### EXERCISE INPUTS
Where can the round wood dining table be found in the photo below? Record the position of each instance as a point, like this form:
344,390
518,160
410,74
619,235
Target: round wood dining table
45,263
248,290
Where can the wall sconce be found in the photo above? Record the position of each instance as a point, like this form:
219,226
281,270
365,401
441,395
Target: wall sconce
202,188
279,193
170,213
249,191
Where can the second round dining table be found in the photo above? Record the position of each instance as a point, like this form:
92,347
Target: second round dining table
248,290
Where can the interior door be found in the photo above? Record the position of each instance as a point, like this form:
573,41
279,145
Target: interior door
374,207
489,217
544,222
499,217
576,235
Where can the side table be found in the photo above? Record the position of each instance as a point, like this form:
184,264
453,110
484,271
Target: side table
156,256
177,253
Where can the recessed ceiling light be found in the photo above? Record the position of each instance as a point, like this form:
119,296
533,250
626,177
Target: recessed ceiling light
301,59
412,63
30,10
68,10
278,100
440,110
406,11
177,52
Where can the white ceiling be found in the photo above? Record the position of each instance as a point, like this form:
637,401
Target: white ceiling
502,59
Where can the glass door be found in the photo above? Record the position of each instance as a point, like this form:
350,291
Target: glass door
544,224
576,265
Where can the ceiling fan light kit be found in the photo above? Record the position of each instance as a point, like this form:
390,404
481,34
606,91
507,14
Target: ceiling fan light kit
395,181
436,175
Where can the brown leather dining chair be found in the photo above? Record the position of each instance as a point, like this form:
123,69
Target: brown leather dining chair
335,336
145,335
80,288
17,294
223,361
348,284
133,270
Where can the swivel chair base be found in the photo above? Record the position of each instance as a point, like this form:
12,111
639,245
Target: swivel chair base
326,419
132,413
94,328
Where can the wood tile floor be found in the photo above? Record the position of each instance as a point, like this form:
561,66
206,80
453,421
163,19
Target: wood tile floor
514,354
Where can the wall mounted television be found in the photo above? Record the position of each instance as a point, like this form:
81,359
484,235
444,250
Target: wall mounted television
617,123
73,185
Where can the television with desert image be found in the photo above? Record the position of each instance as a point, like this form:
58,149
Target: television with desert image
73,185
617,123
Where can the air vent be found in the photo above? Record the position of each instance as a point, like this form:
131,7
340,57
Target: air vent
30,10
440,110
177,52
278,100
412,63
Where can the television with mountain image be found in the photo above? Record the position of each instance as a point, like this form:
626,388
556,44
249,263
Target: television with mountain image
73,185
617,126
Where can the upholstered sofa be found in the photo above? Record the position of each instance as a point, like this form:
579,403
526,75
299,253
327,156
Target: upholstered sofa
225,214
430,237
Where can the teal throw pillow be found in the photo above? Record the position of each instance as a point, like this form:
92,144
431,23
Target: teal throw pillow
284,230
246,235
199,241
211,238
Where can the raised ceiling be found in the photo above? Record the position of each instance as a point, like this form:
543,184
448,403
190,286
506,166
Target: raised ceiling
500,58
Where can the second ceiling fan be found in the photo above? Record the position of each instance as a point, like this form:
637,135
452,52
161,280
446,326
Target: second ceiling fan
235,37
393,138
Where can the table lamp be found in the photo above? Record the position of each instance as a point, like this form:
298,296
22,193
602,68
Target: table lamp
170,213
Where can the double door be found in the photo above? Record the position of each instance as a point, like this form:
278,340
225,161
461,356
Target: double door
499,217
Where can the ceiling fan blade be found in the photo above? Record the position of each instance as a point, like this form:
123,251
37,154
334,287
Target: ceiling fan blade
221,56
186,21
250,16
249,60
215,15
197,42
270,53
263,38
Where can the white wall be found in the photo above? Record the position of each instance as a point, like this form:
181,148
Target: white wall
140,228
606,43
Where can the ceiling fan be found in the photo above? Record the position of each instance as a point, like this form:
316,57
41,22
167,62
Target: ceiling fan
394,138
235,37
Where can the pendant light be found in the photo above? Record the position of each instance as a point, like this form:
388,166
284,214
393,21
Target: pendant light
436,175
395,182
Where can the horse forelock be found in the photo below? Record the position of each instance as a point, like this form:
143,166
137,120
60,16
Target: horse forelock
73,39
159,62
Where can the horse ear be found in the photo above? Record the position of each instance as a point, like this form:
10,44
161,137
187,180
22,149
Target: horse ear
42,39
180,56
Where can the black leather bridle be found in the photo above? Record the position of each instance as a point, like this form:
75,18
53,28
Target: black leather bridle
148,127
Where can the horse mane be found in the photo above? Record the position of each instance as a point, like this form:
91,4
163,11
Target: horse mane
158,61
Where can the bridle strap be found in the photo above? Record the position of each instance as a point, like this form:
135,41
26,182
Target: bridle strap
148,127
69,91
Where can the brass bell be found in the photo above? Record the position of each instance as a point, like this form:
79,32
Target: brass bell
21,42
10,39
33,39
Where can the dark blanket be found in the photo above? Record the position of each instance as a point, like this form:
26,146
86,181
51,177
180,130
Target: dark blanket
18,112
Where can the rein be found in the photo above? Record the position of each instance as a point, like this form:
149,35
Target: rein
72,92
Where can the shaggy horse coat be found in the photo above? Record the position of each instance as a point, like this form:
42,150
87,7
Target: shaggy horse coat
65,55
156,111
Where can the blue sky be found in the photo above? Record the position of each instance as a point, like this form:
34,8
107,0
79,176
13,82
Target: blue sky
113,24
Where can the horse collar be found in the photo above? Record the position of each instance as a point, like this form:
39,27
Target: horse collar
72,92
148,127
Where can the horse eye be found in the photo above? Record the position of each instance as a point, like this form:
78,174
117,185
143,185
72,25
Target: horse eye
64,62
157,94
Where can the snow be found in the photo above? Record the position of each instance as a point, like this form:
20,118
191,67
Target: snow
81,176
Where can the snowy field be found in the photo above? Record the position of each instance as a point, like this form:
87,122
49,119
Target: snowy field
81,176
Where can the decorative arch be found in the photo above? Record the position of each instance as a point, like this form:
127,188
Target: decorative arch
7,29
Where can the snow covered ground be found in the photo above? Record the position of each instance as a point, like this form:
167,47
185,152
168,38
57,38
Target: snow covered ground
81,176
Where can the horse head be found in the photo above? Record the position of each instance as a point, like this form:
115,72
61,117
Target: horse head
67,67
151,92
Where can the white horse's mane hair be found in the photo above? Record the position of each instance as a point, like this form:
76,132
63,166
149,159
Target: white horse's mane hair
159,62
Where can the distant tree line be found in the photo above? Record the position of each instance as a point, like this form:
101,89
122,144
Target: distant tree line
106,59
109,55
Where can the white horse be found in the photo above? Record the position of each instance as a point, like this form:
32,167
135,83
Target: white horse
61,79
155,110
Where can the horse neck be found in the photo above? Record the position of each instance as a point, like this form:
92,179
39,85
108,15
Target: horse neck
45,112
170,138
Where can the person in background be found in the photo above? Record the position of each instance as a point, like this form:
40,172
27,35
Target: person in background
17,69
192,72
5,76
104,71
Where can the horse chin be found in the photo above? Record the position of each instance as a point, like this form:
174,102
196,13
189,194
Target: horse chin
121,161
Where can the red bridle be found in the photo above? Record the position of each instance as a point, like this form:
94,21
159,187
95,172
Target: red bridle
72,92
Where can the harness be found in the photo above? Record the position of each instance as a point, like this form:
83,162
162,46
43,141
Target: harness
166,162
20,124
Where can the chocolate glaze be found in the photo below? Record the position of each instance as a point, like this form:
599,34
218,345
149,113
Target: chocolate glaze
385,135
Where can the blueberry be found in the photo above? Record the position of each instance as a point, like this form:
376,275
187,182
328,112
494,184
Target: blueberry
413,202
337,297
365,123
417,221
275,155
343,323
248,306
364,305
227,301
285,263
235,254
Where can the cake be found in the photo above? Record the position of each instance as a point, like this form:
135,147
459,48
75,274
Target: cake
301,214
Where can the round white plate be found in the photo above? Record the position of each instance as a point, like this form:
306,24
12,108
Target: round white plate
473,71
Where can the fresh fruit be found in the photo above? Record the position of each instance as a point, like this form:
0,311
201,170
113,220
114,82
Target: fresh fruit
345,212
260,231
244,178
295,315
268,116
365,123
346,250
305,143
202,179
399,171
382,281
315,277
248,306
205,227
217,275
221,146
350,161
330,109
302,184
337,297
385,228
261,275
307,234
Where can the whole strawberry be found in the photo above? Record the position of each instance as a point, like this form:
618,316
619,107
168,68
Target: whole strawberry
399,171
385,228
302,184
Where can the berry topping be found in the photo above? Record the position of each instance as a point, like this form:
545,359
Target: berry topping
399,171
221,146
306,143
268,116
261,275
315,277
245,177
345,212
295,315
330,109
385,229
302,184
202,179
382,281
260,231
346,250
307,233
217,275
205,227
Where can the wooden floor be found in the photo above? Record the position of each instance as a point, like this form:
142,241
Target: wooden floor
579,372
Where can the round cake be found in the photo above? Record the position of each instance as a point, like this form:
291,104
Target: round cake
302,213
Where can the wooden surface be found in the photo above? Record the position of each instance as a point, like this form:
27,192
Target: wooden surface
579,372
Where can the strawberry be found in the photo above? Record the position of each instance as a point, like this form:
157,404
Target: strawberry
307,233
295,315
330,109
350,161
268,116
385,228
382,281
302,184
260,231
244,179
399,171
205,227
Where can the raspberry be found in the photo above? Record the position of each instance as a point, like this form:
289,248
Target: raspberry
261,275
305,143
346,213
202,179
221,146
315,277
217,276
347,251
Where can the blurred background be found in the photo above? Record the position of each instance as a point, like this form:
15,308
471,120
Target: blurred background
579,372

### THE EXERCISE
Copy the lines above word for word, from the line holding "Where can the wooden floor" through the final line, both included.

### TASK RESPONSE
Where can the wooden floor be found in the photo above? Record the position of each instance as a point, like this form:
142,241
Target: wooden floor
579,372
Where can the round cake be found in the photo above? Record the position of each instance as a point, like this form:
291,104
Target: round cake
302,213
Where can the wooden surface be found in the photo above? Record the position of each instance as a point, like this form:
27,192
Target: wooden surface
579,372
Where can the strawberry be found in the photo above? Record the position of each instance as a point, like this form:
157,404
Target: strawberry
307,233
295,315
330,109
350,161
268,116
385,228
382,281
302,184
260,231
244,179
399,171
205,227
Where can the raspberry be found in the photo above? Record the position of each instance as a point, like this form:
289,248
Target: raspberry
261,275
305,143
346,213
202,179
221,146
315,277
217,276
347,251
Where can the blurred background be found in the photo above? Record the position of each instance as a point, like this form:
15,308
471,120
Target: blurred background
579,372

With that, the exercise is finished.